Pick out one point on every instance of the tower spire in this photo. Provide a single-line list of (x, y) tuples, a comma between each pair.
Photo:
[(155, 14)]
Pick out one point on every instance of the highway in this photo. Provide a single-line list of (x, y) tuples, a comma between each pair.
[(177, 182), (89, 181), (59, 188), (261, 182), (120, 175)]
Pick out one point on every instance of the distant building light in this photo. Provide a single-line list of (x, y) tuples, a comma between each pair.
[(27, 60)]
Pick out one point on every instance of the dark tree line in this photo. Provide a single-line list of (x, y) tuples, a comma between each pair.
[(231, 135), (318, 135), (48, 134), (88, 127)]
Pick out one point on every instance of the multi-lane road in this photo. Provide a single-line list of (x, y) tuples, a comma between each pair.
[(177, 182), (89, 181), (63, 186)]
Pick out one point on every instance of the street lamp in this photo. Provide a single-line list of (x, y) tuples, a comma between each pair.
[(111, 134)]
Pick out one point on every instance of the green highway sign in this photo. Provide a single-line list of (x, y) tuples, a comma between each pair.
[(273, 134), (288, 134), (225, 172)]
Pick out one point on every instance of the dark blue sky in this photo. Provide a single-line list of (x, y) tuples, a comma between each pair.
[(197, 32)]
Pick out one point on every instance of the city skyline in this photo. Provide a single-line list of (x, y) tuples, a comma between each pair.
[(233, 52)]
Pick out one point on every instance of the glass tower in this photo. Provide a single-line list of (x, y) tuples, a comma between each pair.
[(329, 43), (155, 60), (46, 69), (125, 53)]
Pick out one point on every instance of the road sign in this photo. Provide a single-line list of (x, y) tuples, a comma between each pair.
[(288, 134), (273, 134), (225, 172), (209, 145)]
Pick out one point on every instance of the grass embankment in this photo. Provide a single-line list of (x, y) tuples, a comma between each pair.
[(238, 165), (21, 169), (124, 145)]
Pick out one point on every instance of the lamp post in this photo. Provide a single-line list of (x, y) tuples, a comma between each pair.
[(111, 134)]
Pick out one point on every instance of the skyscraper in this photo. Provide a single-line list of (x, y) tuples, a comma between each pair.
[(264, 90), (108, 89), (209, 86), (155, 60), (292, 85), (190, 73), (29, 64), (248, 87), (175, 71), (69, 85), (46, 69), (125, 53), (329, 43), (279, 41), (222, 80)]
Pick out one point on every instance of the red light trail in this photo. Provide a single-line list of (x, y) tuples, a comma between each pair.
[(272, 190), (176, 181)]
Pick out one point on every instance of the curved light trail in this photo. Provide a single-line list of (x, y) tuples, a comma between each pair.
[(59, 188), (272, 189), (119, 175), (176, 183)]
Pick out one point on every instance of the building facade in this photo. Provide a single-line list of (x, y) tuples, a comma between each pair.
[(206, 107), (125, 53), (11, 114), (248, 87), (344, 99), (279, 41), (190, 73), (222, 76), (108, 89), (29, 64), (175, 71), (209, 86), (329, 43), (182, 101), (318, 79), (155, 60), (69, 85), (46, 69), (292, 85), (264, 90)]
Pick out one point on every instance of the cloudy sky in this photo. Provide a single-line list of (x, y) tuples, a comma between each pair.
+ + +
» Obiettivo del compito: Riproduca parola per parola tutte le righe dell'elenco riportato sopra, dalla prima all'ultima, senza alcuna modifica.

» Risultato corretto:
Pick out one point on every instance of the tower spire in this photo. Provide a single-line list of (x, y) tuples, a comma between each pair.
Photo:
[(155, 14)]
Pick out one point on every instance of the highway in this photo. Provide a single-line list of (x, y) tuples, a comma between each pair.
[(177, 182), (89, 181), (59, 188), (261, 182), (120, 175)]
Pick out one point on every instance of the distant building light in this photo. Provide a single-line list of (x, y) tuples, a comma between each pair.
[(27, 60)]
Pick out one point on every instance of the dark tree line in this photo. Provide a single-line list of (x, y) tuples, a comma between each pair.
[(231, 135), (318, 135), (48, 134), (88, 127)]
Pick out one point on every instance of the multi-lane road in this photo. Provide a single-line list of (x, y) tuples, a comma between each pair.
[(177, 182), (89, 181), (63, 186)]
Pick out one point on every instance of the street lamp in this photo. Provide a single-line list of (x, y) tuples, a comma between each pair.
[(111, 134)]
Pick out one point on every instance of the green highway sign in this photo. Provide a single-line list of (x, y) tuples, a comma between each pair.
[(273, 134), (288, 134), (225, 172)]
Pick out one point on every instance of the dark blue sky in this photo. Provide a single-line list of (x, y) tuples, a comma between each pair.
[(197, 32)]
Pick out one point on every instance of the city skyline in this photo. Provide a single-line list of (x, y) tuples, a comma between each pair.
[(233, 52)]
Pick out one point on every instance of the glass tower in this photo. Provide a single-line list of (x, y) tuples, a comma between each pair.
[(329, 43), (155, 60), (46, 69), (125, 53)]
Pick out one point on every instance of the road sign in this photo. Provide a single-line list of (x, y) tuples, a comma between each pair.
[(288, 134), (273, 134), (225, 172), (209, 145)]
Pick out one point on every instance of the grass embankment in this photo. Provide a single-line list of (x, y) tuples, a comma between each pair.
[(238, 165), (21, 169), (124, 145)]
Pick out one point on every instance of the lamp post in this photo. Provide a single-line list of (x, y) tuples, a comma between each pair.
[(111, 134)]
Pick out one point on every instance of the skyscraper in this photo. Provide a single-line list of (x, y) tuples, a comma between each pair.
[(264, 90), (108, 89), (209, 86), (155, 60), (292, 85), (190, 73), (29, 64), (248, 87), (175, 71), (69, 85), (46, 69), (125, 53), (329, 43), (279, 41), (222, 80)]
Pick out one point on every instance of the red light trail in this photo. Provide a single-line list of (x, y) tuples, a comma between each pair.
[(272, 190), (176, 181)]
Pick out one point on every instance of the curved light trail in this photo. Provide a single-line list of (x, y) tuples, a comma between each pair.
[(59, 188), (272, 189), (119, 175), (176, 183)]
Pick out one point on every instance of the building facade in this photo. Provide a single-line list of (x, y) tuples, a comma between each pair.
[(206, 107), (125, 53), (11, 114), (248, 87), (344, 99), (279, 41), (190, 73), (222, 76), (108, 89), (29, 64), (175, 71), (209, 86), (329, 43), (182, 101), (318, 79), (155, 60), (69, 85), (46, 69), (292, 85), (264, 90)]
Pick out one point on every instance of the cloudy sky in this photo. Provide a single-line list of (x, y) tuples, a comma between each pair.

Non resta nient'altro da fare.